*TASK ITEM*.
Would you retype each of the records exactly as shown?

┄┄┄┄┄┄

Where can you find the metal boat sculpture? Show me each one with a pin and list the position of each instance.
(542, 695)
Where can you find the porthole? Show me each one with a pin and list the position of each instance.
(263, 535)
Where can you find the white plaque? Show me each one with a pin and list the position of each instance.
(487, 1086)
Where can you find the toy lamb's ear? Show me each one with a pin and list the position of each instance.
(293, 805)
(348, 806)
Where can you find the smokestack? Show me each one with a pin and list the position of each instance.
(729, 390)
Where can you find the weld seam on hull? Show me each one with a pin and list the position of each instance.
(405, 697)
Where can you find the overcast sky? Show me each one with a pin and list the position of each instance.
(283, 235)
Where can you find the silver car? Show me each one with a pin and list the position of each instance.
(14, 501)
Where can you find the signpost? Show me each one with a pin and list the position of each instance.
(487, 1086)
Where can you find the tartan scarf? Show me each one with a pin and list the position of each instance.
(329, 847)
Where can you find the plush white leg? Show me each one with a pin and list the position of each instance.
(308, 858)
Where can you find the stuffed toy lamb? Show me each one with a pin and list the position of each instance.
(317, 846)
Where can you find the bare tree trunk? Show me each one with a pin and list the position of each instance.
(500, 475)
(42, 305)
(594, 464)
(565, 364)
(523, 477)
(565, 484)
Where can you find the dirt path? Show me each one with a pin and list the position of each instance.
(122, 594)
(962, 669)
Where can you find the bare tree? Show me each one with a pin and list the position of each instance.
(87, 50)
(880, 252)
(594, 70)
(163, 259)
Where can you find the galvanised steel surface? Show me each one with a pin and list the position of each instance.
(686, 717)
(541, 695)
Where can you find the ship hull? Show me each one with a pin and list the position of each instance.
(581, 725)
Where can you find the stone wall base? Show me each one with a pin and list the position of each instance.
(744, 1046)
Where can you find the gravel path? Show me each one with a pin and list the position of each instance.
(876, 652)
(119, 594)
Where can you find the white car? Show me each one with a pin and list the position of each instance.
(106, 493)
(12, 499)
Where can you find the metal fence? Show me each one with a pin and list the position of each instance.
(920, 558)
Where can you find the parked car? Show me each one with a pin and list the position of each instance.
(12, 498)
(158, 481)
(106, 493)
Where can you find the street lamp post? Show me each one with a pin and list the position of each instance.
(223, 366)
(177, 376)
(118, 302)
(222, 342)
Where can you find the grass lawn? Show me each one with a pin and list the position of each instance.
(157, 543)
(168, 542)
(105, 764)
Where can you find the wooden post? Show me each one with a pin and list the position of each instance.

┄┄┄┄┄┄

*RESPONSE TO THE TASK*.
Where can you find the metal boat sculpture? Show me each one with a pin and list the position of each instance.
(542, 695)
Where can you find the porthole? Show me each one with a pin and list the position of each instance.
(263, 535)
Where can you find the white plaque? Show me each one with a pin and list the position of each instance.
(487, 1086)
Where can you find the toy lamb's ear? Show me each one with a pin and list the position of each instance.
(293, 805)
(348, 806)
Where can you find the smokestack? Show me each one with a pin and list the position of each instance.
(729, 390)
Where can you find the weld seam on hull? Show me each one with a pin and list the position of each instance.
(405, 697)
Where can you find the overcast sky? Show me each one with a pin and list the position of each instance.
(283, 235)
Where can you find the silver car? Show me each one with a pin and list the position of each instance.
(14, 501)
Where can you find the signpost? Show me each one with a pin and list the position of each instance.
(487, 1086)
Where can you find the tartan scarf? Show me each one with a pin and list the position of each instance.
(329, 847)
Where can you find the plush white leg? Show me each one with a pin and list the position of each instance.
(308, 858)
Where can you find the stuffed toy lamb? Show me each one with a pin and list the position of each instance.
(317, 846)
Where can you find the bare tree trunk? Show me each one with a pin and list the position of each instance.
(500, 475)
(42, 305)
(594, 464)
(565, 364)
(523, 477)
(565, 484)
Where can you find the dirt path? Show me each one with a pin and list the position of each instance.
(122, 594)
(962, 669)
Where can you find the bare tree? Show me each one with a pin and list the position of each instance.
(87, 50)
(880, 252)
(594, 70)
(163, 259)
Where can you find the galvanised steel surface? Show me each one with a pin and list the position of each instance.
(686, 717)
(541, 695)
Where can you find the ship hull? Show me each one with a pin and list the position of each instance.
(581, 725)
Where can you find the stone wall base? Show me each one with a pin and list the position of each instance.
(744, 1046)
Where can you find the gravel path? Show me each one with a pin and list the position of each instance.
(876, 652)
(119, 594)
Where can you find the white car? Show me each one with a pin and list the position of each instance.
(106, 493)
(12, 499)
Where can you find the metal fence? Show me each one with a pin and list the position of each instance.
(920, 558)
Where can you find the parked car? Show me each one with a pin and list the position of each instance.
(12, 498)
(158, 481)
(106, 493)
Where can you find the street lamp post? Show me each one with a pin and list the position of each instance.
(223, 366)
(177, 376)
(118, 302)
(222, 342)
Where can you find the grass lawn? Show me each one with a pin and list the position of each instance.
(157, 543)
(168, 542)
(105, 764)
Where can you find the wooden post? Show me each one with a pin and list the position of each instance.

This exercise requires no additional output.